# EXERCISE BRIEF
It is required that all of the data be written out exactly.

# MATERIAL SHOWN
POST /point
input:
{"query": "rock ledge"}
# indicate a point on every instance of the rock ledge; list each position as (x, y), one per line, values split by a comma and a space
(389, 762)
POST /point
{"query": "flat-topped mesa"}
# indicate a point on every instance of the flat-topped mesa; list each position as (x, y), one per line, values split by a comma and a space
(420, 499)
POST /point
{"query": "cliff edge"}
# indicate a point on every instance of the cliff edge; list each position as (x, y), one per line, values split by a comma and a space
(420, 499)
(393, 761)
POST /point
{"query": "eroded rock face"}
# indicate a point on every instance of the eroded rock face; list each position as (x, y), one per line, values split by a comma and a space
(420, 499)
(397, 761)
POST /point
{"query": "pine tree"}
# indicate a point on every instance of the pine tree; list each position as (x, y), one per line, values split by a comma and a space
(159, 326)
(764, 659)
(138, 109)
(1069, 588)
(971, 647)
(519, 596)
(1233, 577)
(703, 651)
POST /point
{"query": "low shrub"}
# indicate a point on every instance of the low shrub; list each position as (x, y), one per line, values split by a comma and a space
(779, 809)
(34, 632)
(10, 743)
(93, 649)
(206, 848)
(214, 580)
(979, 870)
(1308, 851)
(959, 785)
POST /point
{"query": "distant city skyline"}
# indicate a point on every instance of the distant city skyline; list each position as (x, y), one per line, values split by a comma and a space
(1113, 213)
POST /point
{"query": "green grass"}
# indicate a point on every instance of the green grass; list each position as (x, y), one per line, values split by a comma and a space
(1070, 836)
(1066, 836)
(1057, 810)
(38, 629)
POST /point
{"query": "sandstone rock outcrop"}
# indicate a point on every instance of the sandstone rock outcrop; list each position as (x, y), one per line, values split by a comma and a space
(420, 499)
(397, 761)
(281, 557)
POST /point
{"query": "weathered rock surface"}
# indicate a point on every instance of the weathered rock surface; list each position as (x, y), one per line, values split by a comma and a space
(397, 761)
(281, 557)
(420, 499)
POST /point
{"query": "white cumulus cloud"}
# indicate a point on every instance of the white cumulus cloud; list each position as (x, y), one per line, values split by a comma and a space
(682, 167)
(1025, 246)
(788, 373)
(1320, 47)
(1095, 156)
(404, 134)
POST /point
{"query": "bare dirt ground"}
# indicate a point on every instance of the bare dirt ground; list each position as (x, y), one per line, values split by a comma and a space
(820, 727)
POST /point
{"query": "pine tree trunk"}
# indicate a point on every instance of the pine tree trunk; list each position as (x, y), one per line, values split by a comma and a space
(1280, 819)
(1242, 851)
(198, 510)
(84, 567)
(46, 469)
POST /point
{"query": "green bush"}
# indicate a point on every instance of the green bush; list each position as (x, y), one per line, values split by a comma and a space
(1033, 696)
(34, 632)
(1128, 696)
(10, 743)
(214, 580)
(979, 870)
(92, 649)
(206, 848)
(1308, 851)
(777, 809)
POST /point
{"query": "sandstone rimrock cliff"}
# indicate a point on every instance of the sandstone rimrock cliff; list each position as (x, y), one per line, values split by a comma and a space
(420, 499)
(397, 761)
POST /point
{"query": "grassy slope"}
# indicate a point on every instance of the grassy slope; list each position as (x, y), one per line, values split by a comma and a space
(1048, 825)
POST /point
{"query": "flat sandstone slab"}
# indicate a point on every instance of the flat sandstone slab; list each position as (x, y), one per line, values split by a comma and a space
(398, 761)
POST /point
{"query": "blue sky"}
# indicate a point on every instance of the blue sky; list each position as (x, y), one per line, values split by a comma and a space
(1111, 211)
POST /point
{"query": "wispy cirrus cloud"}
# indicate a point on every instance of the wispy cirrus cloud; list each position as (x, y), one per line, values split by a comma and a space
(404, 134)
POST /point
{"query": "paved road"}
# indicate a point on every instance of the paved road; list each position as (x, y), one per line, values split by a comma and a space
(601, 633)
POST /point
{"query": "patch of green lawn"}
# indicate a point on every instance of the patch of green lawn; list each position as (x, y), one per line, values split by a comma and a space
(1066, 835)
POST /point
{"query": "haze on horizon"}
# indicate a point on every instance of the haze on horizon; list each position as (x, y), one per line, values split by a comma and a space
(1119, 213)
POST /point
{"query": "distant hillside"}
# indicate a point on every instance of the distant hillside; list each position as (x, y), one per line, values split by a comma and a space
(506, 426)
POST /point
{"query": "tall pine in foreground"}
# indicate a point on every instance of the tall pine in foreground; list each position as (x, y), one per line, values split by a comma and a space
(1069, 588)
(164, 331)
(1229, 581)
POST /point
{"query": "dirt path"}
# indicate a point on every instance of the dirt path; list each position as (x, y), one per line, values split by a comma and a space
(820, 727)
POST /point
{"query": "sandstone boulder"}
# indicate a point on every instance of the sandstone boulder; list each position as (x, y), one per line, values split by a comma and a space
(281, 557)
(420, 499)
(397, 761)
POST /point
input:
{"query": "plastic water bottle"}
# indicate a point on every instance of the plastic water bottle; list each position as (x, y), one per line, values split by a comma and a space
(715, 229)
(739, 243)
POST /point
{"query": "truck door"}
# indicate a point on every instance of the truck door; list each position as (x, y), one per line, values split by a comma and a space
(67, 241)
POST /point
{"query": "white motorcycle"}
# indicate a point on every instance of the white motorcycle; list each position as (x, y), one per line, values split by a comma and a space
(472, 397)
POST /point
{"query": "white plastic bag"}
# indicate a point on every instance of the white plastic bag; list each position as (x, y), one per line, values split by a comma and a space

# ANSWER TO THE TASK
POST /point
input:
{"query": "rock ledge"}
# indicate a point on every instance of the rock ledge; list each position as (x, y), one per line, values split by a comma and a space
(389, 762)
POST /point
{"query": "flat-topped mesa"}
# indicate a point on every instance of the flat-topped mesa; list each position as (x, y), one per line, values split by a comma and a space
(420, 499)
POST /point
{"query": "cliff edge"}
# indicate a point on every instance of the cliff edge; list each position as (x, y), one per line, values split by a comma and a space
(420, 499)
(393, 761)
POST /point
{"query": "eroded rock face"}
# indicate a point on every instance of the eroded rock face; list each position as (x, y), one per line, values split by a comma and a space
(420, 499)
(397, 761)
POST /point
{"query": "pine tree"}
# indicate a point on every instance of the pine tree; list each position as (x, y), one per line, values split by a comma and a space
(159, 326)
(764, 659)
(138, 109)
(1069, 588)
(971, 647)
(519, 596)
(1233, 577)
(703, 651)
POST /point
{"query": "low shrub"}
# indicate a point on every instance of the low shrub; list each position as (x, y), one per line, values split by a comma and a space
(779, 809)
(34, 632)
(10, 743)
(93, 649)
(206, 848)
(214, 580)
(979, 870)
(1308, 851)
(959, 785)
POST /point
{"query": "distant city skyline"}
# indicate a point on every instance of the distant city skyline; list each position as (x, y), one per line, values split by a comma and a space
(1113, 213)
POST /point
{"query": "green grass"}
# indicate a point on every instance of the green grass; list each position as (x, y), one per line, values split by a comma and a space
(1070, 836)
(1066, 836)
(1057, 810)
(38, 629)
POST /point
{"query": "sandstone rock outcrop"}
# indicate a point on every instance of the sandstone rock outcrop; list each position as (x, y), one per line, values split by a comma and a space
(420, 499)
(397, 761)
(281, 557)
POST /point
{"query": "weathered rock surface"}
# indicate a point on every instance of the weathered rock surface; list each position as (x, y), one per line, values split by a comma and a space
(397, 761)
(281, 557)
(420, 499)
POST /point
{"query": "white cumulus cloud"}
# indicate a point on every instance of the white cumulus cloud; list each position as (x, y), one per line, values split by a comma and a space
(682, 167)
(1025, 246)
(788, 373)
(1320, 47)
(1095, 156)
(404, 134)
POST /point
{"query": "bare dirt ground"}
# indicate a point on every instance of the bare dirt ground; list each position as (x, y), one per line, values split by a comma and a space
(820, 727)
POST /point
{"query": "pine tree trunk"}
# indicate a point on every instance of the pine tree trunk; list each position as (x, y), one per line, values split by a comma and a space
(1280, 819)
(1242, 851)
(198, 510)
(84, 567)
(46, 469)
POST /point
{"query": "green bush"}
# indicate a point on every instance of the green bush; list each position as (x, y), one per line, values split by a comma and a space
(1033, 696)
(34, 632)
(1128, 696)
(10, 743)
(214, 580)
(979, 870)
(92, 649)
(206, 848)
(1308, 851)
(777, 809)
POST /point
{"query": "sandstone rimrock cliff"}
# indicate a point on every instance of the sandstone rimrock cliff; list each position as (x, y), one per line, values split by a comma and a space
(420, 499)
(397, 761)
POST /point
{"query": "grassy slope"}
# indicate a point on every instance of the grassy slope; list each position as (x, y), one per line, values split by a comma and a space
(1048, 825)
POST /point
{"query": "flat sandstone slab"}
# indicate a point on every instance of the flat sandstone slab; list each position as (x, y), one per line, values split by a comma and a space
(398, 761)
POST /point
{"query": "blue sky"}
# indicate a point on every instance of the blue sky; list each position as (x, y), one per line, values split by a comma and a space
(1111, 211)
POST /point
{"query": "wispy cirrus cloud"}
# indicate a point on every instance of the wispy cirrus cloud; list each position as (x, y), one per line, values split by a comma and a space
(404, 134)
POST /point
{"query": "paved road"}
# indicate a point on every instance of the paved road; list each position as (x, y), one per line, values split by a comma and a space
(601, 633)
POST /point
{"query": "patch of green lawn"}
# indicate a point on every instance of the patch of green lawn; list each position as (x, y), one per line, values split by a comma and a space
(1066, 835)
POST /point
{"query": "haze on horizon"}
# indicate a point on every instance of the haze on horizon; list each position as (x, y), one per line, values split by a comma and a space
(1119, 213)
POST /point
{"query": "distant hillside"}
# indicate a point on every instance of the distant hillside; list each position as (x, y), one per line, values split by a comma and a space
(506, 426)
POST /point
{"query": "tall pine in foreground"}
# indicate a point on every instance of the tall pine in foreground; list each position as (x, y), one per line, values split by a comma and a space
(1069, 588)
(164, 331)
(1229, 581)
POST /point
{"query": "dirt path"}
# indicate a point on every instance of the dirt path; list each position as (x, y), one per line, values split by a comma and a space
(820, 727)
POST /point
{"query": "sandstone boulder"}
# indicate a point on every instance of the sandstone boulder; list each position as (x, y), one per line, values split by a comma and a space
(281, 557)
(420, 499)
(397, 761)
POST /point
input:
{"query": "plastic water bottle"}
# indicate a point on every instance of the plastic water bottle; list each position as (x, y), one per line, values split by a comma and a space
(715, 229)
(739, 243)
POST /point
{"query": "truck door"}
# indicate a point on every instance of the truck door; list each position as (x, y), one per line, values split by a comma and a space
(67, 241)
POST /point
{"query": "white motorcycle"}
# indicate a point on every instance of the white motorcycle; list each position as (x, y), one per line, values split by a comma and a space
(472, 397)
POST /point
{"query": "white plastic bag"}
# indicate a point on every instance of the white plastic bag; list each position as (x, y), one per line, values split by a comma and a space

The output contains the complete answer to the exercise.